Text segment:
◇ ◇ ◇ ◇ ◇ ◇ ◇

I have never had a problem with the homeowner giving me a copy of the scope of work with what the insurance pays out on it. I can ussually make it happen without anything out of pocket for the HO. If they won't show you that, then they are likely trying to pocket a portion of that insurance money.


----------



## mbryan (Dec 6, 2010)

ryanshull said:


> II can ussually make it happen without anything out of pocket for the HO.


Another thing that I'd be careful about. Know it's illegal in Colorado...


----------



## ryanshull (Nov 1, 2012)

mbryan said:


> Another thing that I'd be careful about. Know it's illegal in Colorado...


You just have to be careful how you word it.............I think. Technically, I pay the deductable. I honestly don't know where that stands legally.


----------



## BamBamm5144 (Jul 12, 2008)

ryanshull said:


> You just have to be careful how you word it.............I think. Technically, I pay the deductable. I honestly don't know where that stands legally.


Yikes.


----------



## ryanshull (Nov 1, 2012)

BamBamm5144 said:


> Yikes.


Lol, am I crazy? This is fairly common practice by many established roofing contractors around here.


----------



## CompleteW&D (May 28, 2011)

ryanshull said:


> Lol, am I crazy? *This is fairly common practice by many established roofing contractors around here*.


Doesn't make it legal....:whistling


----------



## MEL (Apr 7, 2007)

ryanshull said:


> Lol, am I crazy? This is fairly common practice by many established roofing contractors around here.


I asked the agent that I get my homeowners insurance from if it's OK for a contractor to pay the deductible and he said that's between the contractor and the homeowner.


----------



## ryanshull (Nov 1, 2012)

MEL said:


> I asked the agent that I get my homeowners insurance from if it's OK for a contractor to pay the deductible and he said that's between the contractor and the homeowner.


The other way you can put it is I send the bill out for say $7,000 (the total adjustment) on the roof and I only get paid $6,500 (the total adjustment less the deductable) and I just decide not to collect on the remainder.


----------



## BamBamm5144 (Jul 12, 2008)

ryanshull said:


> The other way you can put it is I send the bill out for say $7,000 (the total adjustment) on the roof and I only get paid $6,500 (the total adjustment less the deductable) and I just decide not to collect on the remainder.


So the homeowner profited from the claim on you send out a fake invoice. Hmm, might want to do some more research before you get investigated for insurance fraud.


----------



## TLP (Jun 17, 2013)

I'll look at xactimate later for you when I get home right now I got to run to a job.


----------



## ryanshull (Nov 1, 2012)

◇ ◇ ◇ ◇ ◇ ◇ ◇

Written request A: Translate this sentence from the forum thread into Spanish: "I asked the agent that I get my homeowners insurance from if it's OK for a contractor to pay the deductible and he said that's between the contractor and the homeowner."
Written request B: Retype the forum thread between "I have never" and "that insurance money.", inclusive.

Extracted information:
◇ ◇ ◇ ◇ ◇ ◇ ◇

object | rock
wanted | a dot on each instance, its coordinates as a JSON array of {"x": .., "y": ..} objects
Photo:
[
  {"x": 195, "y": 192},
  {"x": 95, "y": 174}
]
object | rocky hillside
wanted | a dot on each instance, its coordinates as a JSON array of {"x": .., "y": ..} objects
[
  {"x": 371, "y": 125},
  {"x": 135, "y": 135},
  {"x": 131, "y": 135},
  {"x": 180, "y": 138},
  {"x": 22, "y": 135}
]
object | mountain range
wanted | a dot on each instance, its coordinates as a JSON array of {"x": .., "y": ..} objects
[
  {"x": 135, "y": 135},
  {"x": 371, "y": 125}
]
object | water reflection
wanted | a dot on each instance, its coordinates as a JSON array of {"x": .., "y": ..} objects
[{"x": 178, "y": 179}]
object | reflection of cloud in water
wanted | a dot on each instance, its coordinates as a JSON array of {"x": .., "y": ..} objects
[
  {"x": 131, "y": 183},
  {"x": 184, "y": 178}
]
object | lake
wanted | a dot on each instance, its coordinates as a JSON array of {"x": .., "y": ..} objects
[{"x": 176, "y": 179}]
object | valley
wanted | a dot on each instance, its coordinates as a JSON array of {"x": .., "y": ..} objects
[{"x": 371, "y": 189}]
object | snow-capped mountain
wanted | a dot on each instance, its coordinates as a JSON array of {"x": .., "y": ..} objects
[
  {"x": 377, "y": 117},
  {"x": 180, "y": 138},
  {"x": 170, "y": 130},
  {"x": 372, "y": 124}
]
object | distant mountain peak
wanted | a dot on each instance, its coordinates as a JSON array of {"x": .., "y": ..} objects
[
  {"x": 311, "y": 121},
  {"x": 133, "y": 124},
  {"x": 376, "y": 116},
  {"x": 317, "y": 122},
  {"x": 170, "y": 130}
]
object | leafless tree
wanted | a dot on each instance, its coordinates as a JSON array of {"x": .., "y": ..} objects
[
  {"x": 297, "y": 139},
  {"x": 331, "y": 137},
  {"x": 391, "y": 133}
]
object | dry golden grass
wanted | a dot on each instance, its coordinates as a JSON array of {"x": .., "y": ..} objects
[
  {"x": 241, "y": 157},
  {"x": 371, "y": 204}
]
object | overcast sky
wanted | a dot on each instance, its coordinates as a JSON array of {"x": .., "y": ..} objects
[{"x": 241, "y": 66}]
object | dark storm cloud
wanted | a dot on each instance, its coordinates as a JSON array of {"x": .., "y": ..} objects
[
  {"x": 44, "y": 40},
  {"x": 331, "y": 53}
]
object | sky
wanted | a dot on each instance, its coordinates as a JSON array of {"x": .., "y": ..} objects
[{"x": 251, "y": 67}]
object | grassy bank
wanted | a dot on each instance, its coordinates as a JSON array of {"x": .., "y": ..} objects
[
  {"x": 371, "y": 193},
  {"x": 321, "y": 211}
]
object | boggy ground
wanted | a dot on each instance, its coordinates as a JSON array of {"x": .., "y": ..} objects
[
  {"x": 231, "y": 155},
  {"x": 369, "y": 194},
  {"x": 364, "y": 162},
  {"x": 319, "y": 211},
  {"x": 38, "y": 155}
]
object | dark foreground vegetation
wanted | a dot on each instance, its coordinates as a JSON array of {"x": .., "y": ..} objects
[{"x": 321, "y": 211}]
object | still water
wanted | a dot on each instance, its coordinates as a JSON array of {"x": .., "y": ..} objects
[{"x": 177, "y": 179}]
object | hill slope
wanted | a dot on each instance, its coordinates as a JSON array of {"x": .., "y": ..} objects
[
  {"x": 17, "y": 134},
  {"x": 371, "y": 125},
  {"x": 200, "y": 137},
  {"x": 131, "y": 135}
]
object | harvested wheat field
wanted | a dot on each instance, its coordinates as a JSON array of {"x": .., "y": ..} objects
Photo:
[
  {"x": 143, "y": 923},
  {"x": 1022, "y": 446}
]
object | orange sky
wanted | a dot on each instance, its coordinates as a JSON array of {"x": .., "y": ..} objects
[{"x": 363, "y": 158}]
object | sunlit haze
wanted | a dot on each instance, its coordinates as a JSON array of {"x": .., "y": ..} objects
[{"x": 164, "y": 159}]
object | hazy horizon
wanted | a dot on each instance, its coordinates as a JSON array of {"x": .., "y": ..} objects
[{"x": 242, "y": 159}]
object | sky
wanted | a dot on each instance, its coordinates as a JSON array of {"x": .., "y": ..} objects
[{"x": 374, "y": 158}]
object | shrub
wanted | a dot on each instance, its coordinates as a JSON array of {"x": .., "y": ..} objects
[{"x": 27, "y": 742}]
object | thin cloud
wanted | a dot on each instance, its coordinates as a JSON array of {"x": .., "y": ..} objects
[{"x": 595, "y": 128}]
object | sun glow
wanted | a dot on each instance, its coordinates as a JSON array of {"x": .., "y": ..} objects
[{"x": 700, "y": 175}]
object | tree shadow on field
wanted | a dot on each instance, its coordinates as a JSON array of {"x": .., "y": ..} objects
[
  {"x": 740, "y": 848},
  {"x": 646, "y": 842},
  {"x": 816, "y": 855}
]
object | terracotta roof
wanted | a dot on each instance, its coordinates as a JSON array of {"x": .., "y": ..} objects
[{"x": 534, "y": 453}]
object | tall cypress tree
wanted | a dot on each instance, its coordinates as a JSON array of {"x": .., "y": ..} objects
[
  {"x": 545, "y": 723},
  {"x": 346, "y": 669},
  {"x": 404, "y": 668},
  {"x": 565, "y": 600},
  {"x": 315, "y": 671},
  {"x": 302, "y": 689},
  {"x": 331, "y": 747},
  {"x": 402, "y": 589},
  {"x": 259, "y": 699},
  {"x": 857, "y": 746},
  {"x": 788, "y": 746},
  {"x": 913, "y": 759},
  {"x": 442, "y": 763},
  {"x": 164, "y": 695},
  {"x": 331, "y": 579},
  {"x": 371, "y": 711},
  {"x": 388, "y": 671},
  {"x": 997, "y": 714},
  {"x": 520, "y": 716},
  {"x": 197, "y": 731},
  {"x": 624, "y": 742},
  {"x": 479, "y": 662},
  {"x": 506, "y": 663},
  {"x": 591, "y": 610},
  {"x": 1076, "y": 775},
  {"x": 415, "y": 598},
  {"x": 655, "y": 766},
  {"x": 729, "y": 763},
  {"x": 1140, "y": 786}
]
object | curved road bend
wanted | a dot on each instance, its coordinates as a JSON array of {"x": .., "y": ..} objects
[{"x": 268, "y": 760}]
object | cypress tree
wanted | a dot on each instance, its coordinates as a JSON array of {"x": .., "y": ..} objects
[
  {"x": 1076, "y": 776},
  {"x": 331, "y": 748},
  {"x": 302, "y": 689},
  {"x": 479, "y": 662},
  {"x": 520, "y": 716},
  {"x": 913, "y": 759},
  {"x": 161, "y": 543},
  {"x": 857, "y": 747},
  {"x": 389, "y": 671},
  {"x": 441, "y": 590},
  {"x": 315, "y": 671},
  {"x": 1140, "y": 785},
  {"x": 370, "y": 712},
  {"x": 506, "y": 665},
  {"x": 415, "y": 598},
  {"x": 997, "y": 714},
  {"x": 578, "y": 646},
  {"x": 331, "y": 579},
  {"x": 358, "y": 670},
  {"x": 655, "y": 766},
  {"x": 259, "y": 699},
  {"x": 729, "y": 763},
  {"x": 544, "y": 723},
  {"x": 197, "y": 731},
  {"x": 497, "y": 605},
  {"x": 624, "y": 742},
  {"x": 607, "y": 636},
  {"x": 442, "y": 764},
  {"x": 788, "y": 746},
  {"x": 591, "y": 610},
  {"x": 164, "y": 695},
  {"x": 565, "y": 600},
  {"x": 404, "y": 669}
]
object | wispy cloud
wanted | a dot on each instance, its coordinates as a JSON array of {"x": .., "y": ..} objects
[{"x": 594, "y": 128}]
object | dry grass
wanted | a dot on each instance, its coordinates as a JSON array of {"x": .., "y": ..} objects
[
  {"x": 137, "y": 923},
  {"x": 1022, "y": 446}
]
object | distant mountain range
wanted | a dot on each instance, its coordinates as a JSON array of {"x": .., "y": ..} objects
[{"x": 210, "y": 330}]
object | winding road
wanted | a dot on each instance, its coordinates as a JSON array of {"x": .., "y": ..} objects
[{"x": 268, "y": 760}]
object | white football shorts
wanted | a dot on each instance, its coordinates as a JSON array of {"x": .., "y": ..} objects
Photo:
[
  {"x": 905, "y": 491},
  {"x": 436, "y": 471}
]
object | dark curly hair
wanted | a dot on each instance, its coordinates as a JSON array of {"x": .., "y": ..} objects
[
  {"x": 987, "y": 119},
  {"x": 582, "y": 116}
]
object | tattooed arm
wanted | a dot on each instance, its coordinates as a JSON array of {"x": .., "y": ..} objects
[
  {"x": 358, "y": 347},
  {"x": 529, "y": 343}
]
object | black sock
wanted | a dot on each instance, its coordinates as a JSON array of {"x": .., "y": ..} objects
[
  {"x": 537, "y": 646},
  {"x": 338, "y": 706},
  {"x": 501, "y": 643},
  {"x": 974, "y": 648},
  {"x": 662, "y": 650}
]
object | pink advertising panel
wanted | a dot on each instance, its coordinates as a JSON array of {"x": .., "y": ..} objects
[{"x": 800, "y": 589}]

◇ ◇ ◇ ◇ ◇ ◇ ◇

Written reply A: Le pregunté al agente con el que tengo mi seguro de hogar si está bien que un contratista pague el deducible, y me dijo que eso es algo entre el contratista y el propietario.

Written reply B:
I have never had a problem with the homeowner giving me a copy of the scope of work with what the insurance pays out on it. I can ussually make it happen without anything out of pocket for the HO. If they won't show you that, then they are likely trying to pocket a portion of that insurance money.